REQUEST »
Beginning with the line where "Identify one point on each instance of the grass" appears, retype every remaining line of the data below, both the first and last included.

Stored data entries
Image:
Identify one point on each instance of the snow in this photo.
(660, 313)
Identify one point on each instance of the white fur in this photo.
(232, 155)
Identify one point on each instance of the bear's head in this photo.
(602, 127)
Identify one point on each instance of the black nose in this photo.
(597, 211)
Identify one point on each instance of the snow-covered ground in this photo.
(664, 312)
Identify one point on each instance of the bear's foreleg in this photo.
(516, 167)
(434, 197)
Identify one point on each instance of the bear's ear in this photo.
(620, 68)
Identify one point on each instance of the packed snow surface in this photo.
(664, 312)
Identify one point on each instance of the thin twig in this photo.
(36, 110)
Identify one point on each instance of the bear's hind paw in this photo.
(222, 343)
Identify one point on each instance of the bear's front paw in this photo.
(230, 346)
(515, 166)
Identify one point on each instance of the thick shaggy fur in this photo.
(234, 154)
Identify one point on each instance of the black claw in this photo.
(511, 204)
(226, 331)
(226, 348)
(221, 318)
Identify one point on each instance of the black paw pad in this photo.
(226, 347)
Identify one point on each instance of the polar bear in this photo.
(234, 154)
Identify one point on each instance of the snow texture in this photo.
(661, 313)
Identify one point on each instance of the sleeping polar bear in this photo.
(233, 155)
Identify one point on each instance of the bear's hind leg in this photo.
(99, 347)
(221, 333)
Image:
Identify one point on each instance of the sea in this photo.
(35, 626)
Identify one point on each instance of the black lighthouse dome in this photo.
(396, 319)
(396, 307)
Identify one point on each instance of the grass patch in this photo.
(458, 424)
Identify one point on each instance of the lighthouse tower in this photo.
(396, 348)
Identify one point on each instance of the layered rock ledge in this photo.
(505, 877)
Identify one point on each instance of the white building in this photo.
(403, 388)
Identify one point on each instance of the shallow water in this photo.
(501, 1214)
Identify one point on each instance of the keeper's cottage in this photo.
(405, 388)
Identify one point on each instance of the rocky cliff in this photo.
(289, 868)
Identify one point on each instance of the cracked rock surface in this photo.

FULL ANSWER »
Identify one point on each instance of the grass patch in this photo.
(458, 424)
Identify one point on each instance of the lighthouse tower in this photo.
(396, 348)
Identify one point on each instance of the layered rock ledge in this photo.
(505, 877)
Identify one point on each instance of the white building in this photo.
(403, 388)
Identify one point on each instance of the shallow water in this photo.
(501, 1214)
Identify one point on each instance of the keeper's cottage in this photo.
(405, 388)
Identify one point on each instance of the rocky cliff in this photo.
(289, 868)
Identify one point on each instance of the cracked rock surface in this photo.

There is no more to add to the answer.